3.1.1 Computation of MC polygons

A cell might be intersected by up to four disconnected branches of the iso-surface. Therefore, we expect to obtain up to four closed MC polygons. The method implemented for this purpose returns the number of polygons, the size of each polygon, and the indices of the intersected edges. This quantities can be computed in two steps. First, the cell is processed face wise. The intersection of the iso-surface with a face is given by a segment, i.e., an edge of the MC polygon (Fig. 2). For each segment on a face, the indices of the start and end edge are computed. Segments are oriented such that vertices with function values larger than the iso-value are located to the left of the segments with respect to the face. Ambiguous cases are solved with the asymptotic decider [31]. In a second step, segments are connected to build up closed polygons. MC polygons, i.e., their size and the indices of the edges being intersected, can be encoded in a single \(64\) bit unsigned long long integer.

Fig. 5
figure 5

Positioning of vertex representatives by sampling the iso-surface branches. Samples that lie outside the cell or on a different branch are removed. The sample which is closest to the center of gravity of the MC polygon is chosen as vertex representative

3.1.2 Positioning of vertex representatives

Within a cell, a vertex is computed for each iso-surface branch. The vertex representatives are placed exactly on the iso-surface \(S_{\iota _0}\) with the iso-value \(\iota _0\) defined by Eq. (1). It must be ensured that vertex representatives are positioned on the right surface branch, otherwise the resulting mesh will be non-manifold. We find vertex representatives by sampling the iso-surface branches. Two of the three parameters \((u,v,w)\) are sampled, whereas the remaining parameter is computed from the trilinear interpolant, Eq. (2). For example, if \((u,v)\) are sampled, parameter \(w\) is:

$$\begin{aligned}&\!\! w = \frac{\iota _0 - g_1(u,v)}{g_2(u,v) - g_1(u,v)}\,, \quad \text {with} \end{aligned}$$
(3)
$$\begin{aligned}&\!\! g_1(u,v) = f_0 (1-u)(1-v) + f_1 u(1-v) \nonumber \\&\qquad + f_2 (1-u)v + f_3 uv\,, \quad \text {and} \nonumber \\&\!\! g_2(u,v) = f_4 (1-u)(1-v) + f_5 u(1-v) \nonumber \\&\qquad + f_6 (1-u)v + f_7 uv. \end{aligned}$$
(4)

Similar equations are obtained if \((u,w)\) or \((v,w)\) are sampled. Using the right parameters for sampling is of importance for stability. We choose as sampling space the two parameters where the MC polygon has the largest projection. Furthermore, we restrict the parameter space to the bounding box of the MC polygon, e.g., \([u_{\mathrm{min}},u_{\mathrm{max}}] \times [v_{\mathrm{min}},v_{\mathrm{max}}]\). If a sample lies outside of the cell, e.g., \(w < 0\) or \(w > 1\), it is discarded. Finally, the sample which is closest to the center of gravity of the MC polygon is chosen as vertex representative. Figure 5 shows the sampling process for a cell with three branches.

# Short task a
Which lines of the entries contain the string "target"? Extract each of those lines, treating uppercase and lowercase as different.
The text on MC polygons and the entries come from separate, unrelated sources.

# Input records
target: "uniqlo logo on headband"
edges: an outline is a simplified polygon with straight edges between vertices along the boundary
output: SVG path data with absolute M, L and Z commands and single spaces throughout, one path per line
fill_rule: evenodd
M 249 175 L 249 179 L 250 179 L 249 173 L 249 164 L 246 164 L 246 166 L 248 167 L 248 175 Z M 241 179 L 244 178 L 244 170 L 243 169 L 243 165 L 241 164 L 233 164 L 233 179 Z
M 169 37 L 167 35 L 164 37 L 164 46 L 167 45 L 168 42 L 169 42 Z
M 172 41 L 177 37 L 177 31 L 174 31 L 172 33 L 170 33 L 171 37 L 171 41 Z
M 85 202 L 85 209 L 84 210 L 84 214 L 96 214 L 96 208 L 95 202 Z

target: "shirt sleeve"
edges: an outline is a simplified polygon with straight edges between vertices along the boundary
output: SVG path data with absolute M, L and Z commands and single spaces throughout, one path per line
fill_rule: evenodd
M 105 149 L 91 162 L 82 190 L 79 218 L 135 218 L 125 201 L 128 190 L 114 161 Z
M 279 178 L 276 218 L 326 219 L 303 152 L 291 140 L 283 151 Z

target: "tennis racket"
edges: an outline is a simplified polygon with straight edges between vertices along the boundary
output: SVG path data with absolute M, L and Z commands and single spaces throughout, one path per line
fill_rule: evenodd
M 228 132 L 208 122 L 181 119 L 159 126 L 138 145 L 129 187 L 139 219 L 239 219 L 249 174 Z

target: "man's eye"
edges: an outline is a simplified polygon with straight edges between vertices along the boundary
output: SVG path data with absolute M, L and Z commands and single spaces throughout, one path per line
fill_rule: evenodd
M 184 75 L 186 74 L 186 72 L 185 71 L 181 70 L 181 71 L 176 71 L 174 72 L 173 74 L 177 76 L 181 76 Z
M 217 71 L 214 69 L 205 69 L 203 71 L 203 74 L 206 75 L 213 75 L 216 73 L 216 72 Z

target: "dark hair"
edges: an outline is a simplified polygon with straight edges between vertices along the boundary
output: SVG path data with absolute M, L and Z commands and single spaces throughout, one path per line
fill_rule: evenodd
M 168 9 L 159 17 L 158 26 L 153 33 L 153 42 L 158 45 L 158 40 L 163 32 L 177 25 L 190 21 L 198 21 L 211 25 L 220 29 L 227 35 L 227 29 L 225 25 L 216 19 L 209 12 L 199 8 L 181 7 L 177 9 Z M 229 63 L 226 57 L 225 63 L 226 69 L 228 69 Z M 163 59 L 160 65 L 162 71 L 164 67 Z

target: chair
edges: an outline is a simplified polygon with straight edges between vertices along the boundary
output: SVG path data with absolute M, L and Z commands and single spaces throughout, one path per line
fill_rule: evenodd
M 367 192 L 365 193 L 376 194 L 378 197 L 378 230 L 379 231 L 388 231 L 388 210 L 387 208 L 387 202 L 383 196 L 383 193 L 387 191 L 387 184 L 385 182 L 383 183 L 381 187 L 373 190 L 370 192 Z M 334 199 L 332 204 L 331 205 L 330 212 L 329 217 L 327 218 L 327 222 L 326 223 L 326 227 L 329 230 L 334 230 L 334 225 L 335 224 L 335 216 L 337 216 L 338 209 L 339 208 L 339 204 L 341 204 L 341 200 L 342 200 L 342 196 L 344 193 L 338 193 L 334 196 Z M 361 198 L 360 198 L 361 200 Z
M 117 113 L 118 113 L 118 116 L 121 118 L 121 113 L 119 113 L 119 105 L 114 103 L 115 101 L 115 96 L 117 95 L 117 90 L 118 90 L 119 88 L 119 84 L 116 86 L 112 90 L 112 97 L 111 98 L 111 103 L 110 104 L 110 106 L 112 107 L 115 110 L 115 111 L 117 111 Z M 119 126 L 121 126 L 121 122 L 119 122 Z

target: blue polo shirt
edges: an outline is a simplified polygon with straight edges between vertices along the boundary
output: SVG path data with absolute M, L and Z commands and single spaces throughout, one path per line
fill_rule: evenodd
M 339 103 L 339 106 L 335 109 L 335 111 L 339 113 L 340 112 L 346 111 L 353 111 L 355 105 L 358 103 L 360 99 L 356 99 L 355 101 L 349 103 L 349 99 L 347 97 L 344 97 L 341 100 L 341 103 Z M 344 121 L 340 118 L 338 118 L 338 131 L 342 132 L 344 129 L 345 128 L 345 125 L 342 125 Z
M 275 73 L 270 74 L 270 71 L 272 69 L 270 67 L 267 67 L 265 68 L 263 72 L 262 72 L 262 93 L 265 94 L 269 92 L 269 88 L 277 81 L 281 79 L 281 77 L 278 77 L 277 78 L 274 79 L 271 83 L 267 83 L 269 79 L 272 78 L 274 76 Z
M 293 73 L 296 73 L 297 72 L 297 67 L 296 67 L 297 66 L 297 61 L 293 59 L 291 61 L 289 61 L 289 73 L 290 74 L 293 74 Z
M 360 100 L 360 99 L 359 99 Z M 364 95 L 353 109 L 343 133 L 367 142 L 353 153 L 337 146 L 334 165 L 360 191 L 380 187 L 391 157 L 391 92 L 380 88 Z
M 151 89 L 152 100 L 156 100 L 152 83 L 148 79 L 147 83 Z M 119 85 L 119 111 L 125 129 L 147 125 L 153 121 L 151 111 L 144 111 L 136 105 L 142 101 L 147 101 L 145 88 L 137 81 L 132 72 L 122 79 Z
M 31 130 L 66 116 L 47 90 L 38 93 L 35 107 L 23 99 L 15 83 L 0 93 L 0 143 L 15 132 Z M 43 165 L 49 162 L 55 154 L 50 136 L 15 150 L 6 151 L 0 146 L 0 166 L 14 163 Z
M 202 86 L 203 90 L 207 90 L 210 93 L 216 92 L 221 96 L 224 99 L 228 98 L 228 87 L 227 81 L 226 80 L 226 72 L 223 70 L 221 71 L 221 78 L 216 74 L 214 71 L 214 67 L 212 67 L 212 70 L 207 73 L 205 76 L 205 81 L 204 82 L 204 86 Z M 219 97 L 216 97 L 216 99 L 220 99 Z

# Short task b
Can you quote the part of the text on MC polygons that opens with the words "Similar equations are" and closes with "with three branches."?

# Response a
target: "uniqlo logo on headband"
target: "shirt sleeve"
target: "tennis racket"
target: "man's eye"
target: "dark hair"
target: chair
target: blue polo shirt

# Response b
Similar equations are obtained if \((u,w)\) or \((v,w)\) are sampled. Using the right parameters for sampling is of importance for stability. We choose as sampling space the two parameters where the MC polygon has the largest projection. Furthermore, we restrict the parameter space to the bounding box of the MC polygon, e.g., \([u_{\mathrm{min}},u_{\mathrm{max}}] \times [v_{\mathrm{min}},v_{\mathrm{max}}]\). If a sample lies outside of the cell, e.g., \(w < 0\) or \(w > 1\), it is discarded. Finally, the sample which is closest to the center of gravity of the MC polygon is chosen as vertex representative. Figure 5 shows the sampling process for a cell with three branches.